*** Recorded data ***

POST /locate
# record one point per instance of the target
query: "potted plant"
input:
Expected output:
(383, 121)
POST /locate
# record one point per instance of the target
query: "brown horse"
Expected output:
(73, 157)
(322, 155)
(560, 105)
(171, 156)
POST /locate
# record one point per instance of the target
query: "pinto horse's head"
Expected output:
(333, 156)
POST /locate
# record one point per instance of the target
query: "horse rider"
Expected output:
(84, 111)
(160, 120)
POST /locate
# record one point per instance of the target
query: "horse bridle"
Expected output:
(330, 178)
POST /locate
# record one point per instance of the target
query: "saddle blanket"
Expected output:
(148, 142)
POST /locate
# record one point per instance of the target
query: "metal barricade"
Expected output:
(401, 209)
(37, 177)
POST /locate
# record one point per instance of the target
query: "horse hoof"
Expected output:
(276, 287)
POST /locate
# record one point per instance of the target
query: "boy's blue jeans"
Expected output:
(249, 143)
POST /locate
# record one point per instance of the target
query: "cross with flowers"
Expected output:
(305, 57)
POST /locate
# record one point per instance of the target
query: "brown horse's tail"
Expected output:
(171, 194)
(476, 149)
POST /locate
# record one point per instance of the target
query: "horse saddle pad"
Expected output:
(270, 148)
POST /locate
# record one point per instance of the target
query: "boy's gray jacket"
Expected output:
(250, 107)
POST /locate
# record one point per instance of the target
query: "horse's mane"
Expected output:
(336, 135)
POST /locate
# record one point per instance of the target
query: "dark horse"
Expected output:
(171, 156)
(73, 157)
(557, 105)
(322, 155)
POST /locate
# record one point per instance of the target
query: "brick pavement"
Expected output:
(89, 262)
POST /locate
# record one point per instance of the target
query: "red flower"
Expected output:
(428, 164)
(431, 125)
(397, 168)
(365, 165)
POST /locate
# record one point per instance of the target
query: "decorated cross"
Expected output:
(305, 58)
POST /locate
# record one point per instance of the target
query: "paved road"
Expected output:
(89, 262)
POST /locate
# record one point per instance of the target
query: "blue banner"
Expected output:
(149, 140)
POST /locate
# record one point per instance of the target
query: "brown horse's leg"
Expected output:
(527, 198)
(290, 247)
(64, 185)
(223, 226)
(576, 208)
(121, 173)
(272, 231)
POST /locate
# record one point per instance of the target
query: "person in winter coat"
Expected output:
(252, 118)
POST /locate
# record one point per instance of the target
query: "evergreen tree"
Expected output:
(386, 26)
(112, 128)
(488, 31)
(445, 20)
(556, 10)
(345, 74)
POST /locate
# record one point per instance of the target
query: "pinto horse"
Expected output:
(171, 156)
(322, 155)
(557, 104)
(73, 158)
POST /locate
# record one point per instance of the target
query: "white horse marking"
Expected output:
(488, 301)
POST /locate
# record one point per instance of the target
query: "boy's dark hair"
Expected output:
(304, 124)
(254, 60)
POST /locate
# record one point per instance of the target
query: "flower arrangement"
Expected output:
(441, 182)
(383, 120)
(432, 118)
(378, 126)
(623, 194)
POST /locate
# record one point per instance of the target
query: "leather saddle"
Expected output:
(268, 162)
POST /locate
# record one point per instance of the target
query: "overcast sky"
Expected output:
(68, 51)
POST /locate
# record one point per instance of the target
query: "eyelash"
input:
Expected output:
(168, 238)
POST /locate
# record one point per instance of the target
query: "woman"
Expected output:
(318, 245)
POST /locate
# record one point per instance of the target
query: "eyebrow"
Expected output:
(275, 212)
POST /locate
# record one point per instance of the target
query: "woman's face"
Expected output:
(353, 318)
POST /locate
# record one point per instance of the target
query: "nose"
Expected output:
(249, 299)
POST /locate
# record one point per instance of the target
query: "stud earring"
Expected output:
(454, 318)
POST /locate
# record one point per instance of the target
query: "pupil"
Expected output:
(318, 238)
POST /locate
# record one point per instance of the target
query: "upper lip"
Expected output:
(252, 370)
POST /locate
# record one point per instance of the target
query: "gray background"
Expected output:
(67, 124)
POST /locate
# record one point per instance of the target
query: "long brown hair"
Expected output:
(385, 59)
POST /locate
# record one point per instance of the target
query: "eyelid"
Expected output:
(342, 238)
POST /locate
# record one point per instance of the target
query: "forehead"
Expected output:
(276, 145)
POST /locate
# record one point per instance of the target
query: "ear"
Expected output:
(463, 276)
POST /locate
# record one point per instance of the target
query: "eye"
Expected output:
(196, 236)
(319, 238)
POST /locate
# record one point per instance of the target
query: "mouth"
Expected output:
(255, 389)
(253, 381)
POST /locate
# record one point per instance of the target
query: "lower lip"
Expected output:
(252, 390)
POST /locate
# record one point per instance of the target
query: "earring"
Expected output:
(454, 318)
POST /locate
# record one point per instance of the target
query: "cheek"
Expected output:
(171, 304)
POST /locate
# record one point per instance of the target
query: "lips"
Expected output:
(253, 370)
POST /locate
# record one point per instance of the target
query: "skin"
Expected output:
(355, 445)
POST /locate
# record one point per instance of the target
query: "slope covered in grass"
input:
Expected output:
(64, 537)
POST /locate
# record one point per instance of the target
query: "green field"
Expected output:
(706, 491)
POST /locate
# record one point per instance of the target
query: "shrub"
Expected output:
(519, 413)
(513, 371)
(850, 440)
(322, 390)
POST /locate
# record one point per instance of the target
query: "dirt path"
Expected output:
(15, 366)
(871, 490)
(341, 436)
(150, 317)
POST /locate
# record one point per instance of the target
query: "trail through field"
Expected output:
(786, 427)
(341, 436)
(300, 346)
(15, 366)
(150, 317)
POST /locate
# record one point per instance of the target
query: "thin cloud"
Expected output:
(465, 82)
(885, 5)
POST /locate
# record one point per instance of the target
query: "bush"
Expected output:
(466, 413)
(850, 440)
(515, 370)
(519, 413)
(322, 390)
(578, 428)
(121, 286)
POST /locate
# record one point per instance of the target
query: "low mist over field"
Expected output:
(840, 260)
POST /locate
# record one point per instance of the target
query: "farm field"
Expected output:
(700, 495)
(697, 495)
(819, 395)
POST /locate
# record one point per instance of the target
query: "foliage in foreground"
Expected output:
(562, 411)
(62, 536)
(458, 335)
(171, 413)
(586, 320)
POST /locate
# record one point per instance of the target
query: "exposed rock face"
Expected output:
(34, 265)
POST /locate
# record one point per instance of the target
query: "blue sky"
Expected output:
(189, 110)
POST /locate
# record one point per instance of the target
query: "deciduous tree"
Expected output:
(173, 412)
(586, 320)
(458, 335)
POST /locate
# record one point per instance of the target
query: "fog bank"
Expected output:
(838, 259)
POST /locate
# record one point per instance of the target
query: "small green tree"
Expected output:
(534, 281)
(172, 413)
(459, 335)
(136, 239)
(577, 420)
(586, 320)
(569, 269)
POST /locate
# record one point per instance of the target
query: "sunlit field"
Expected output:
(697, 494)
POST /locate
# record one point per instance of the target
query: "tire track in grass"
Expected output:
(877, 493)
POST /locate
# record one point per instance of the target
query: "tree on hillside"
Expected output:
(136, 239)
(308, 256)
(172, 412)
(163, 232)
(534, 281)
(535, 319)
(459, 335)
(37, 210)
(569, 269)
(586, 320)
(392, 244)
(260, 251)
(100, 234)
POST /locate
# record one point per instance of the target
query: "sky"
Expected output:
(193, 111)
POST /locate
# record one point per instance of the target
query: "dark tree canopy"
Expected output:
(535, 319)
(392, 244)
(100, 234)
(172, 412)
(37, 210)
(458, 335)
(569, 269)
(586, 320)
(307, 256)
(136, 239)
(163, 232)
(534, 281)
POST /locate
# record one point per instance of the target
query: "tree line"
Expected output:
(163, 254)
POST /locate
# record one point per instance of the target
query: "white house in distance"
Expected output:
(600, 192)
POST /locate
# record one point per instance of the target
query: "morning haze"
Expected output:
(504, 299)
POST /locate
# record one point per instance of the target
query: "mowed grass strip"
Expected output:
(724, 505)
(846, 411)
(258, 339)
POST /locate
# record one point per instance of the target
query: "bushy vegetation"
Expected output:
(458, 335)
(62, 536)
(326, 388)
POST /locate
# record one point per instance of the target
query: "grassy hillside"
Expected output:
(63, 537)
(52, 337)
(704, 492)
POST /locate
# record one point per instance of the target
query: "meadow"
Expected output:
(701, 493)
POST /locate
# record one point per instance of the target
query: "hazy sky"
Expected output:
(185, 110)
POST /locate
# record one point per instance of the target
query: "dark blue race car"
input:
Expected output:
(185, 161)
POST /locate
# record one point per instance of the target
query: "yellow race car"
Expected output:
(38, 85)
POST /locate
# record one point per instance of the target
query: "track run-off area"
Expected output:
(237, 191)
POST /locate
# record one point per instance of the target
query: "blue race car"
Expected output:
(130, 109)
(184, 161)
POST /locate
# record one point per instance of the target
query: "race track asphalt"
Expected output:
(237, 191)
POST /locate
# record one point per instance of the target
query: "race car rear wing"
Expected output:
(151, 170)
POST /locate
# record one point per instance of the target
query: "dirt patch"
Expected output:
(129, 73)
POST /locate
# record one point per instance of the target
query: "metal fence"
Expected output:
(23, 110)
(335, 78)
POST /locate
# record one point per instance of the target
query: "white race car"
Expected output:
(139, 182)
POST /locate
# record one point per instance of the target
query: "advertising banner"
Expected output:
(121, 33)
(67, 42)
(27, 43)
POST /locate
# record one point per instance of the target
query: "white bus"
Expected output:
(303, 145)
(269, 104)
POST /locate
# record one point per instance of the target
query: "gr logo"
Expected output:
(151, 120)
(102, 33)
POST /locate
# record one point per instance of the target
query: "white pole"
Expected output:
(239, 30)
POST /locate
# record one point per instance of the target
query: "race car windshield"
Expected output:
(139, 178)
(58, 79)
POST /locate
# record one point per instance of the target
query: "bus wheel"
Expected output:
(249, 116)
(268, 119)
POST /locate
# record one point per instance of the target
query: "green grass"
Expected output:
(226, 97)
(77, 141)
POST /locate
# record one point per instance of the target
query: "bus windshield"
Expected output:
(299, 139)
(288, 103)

*** End of Recorded data ***

### Task prompt:
Wherever the string "blue" appears in the data above, report the whole line.

### Your solution:
query: "boy's blue jeans"
query: "blue banner"
query: "blue sky"
query: "dark blue race car"
query: "blue race car"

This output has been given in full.